• _GOAL_
Reproduce exactly the final portion of the data: every line from the one containing "Could you please pick out the mason" through the last line, inclusive.
— Begin RECORD SET —
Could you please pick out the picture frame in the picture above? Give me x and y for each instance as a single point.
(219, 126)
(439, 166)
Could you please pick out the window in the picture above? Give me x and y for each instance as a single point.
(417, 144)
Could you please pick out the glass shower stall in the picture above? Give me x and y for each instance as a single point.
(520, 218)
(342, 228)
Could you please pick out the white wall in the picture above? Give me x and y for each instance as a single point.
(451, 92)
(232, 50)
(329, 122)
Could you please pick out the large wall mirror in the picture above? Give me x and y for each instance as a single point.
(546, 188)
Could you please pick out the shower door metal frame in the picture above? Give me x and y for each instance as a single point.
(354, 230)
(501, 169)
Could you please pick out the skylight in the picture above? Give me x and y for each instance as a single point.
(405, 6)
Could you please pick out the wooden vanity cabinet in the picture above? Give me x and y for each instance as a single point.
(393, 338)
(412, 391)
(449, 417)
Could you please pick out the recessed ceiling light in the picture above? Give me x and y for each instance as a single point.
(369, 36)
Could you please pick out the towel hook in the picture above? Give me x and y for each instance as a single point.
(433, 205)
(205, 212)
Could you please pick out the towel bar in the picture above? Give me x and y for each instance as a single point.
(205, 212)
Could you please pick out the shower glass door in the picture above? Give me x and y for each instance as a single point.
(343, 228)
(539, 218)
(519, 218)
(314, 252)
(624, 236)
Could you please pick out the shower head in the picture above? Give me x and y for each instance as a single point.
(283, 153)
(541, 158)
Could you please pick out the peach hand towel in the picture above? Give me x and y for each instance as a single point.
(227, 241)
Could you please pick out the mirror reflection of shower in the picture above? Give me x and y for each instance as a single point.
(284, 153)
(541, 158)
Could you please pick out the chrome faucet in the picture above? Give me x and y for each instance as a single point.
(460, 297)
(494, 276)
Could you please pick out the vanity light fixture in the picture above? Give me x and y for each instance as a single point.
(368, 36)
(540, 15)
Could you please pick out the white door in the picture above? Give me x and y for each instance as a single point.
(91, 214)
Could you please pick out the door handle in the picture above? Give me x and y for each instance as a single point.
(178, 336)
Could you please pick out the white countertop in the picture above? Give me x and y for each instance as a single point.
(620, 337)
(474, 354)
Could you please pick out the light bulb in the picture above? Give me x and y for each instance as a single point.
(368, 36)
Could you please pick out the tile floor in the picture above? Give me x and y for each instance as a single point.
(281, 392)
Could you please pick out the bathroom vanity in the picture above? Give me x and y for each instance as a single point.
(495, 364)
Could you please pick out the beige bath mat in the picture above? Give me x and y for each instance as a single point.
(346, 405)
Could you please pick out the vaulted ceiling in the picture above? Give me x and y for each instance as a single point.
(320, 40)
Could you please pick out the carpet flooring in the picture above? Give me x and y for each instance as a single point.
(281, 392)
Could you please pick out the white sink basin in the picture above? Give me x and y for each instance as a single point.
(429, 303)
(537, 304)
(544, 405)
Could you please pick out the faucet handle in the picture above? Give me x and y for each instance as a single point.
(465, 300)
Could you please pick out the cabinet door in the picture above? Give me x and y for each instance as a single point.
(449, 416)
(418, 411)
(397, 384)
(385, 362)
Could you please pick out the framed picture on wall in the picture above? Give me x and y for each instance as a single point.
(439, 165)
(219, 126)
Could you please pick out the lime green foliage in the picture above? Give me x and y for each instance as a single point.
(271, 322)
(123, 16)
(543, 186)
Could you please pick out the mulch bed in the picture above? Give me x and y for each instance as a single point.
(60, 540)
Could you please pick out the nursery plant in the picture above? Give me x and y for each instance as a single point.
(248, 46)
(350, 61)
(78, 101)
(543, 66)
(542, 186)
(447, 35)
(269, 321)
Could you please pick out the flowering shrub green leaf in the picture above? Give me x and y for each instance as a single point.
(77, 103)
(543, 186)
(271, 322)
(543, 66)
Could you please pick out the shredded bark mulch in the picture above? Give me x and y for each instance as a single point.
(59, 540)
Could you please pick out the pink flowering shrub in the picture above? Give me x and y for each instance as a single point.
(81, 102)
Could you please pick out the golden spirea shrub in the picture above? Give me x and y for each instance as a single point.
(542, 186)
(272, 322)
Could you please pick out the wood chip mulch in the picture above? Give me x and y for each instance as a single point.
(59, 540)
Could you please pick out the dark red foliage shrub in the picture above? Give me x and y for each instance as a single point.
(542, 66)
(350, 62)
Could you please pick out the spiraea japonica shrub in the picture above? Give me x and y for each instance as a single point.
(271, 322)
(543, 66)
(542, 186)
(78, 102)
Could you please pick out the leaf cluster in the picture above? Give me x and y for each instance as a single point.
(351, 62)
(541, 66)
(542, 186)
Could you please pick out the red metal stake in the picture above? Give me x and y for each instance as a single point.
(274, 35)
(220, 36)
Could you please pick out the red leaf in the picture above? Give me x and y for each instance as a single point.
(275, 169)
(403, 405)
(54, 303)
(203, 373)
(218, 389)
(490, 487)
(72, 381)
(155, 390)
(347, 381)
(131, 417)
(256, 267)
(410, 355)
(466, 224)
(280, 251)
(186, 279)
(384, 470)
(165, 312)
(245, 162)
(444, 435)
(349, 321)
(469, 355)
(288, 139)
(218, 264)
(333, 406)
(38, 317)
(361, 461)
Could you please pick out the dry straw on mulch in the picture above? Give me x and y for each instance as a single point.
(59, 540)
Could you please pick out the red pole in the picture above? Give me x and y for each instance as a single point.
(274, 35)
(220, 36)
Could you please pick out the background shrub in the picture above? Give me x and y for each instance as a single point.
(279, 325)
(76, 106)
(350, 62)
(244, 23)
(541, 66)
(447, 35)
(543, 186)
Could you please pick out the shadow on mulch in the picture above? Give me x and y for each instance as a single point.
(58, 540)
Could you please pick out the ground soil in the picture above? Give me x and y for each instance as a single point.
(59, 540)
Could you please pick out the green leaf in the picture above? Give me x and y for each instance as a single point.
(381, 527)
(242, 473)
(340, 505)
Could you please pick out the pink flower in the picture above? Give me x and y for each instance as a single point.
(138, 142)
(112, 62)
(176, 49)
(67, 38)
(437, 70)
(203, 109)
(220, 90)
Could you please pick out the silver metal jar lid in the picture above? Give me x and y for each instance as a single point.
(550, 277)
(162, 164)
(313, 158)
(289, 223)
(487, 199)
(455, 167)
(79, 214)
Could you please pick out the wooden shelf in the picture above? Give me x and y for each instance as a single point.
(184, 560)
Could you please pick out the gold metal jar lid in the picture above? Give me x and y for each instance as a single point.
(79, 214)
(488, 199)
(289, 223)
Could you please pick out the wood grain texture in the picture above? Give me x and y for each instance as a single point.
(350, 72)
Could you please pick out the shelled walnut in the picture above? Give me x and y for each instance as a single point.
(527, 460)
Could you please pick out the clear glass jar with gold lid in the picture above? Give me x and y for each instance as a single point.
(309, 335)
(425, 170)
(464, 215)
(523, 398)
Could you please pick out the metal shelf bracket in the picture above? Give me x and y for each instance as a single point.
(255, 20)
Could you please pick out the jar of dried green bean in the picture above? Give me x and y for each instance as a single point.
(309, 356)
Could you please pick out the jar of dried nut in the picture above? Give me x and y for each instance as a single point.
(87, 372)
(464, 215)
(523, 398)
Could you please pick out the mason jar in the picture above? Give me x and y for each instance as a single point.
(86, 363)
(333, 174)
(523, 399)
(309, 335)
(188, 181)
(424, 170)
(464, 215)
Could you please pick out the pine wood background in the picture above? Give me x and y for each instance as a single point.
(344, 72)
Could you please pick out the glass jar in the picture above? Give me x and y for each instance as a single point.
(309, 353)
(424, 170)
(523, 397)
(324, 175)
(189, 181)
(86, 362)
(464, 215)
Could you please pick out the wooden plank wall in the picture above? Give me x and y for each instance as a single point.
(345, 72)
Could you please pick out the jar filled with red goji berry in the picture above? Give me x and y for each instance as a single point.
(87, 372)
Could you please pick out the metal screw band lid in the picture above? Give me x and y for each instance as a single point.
— End RECORD SET —
• _SOLUTION BELOW_
Could you please pick out the mason jar in the picture above? Give me x and y for each instance as a single point.
(86, 363)
(333, 174)
(523, 399)
(309, 335)
(188, 181)
(424, 170)
(464, 215)
Could you please pick out the pine wood background in the picture above? Give me x and y for each instance as a single point.
(344, 72)
Could you please pick out the glass jar in the picture above? Give me x and y for each instance as a single point.
(309, 353)
(424, 170)
(523, 397)
(324, 175)
(189, 181)
(86, 362)
(464, 215)
Could you please pick out the wooden plank wall in the picture above? Give me x and y for each instance as a single point.
(345, 72)
Could you please pick out the jar filled with red goji berry in the picture above? Give me x and y for each instance as a single point.
(87, 372)
Could you please pick out the metal screw band lid in the picture above? Give me x and y for each instance as a single point.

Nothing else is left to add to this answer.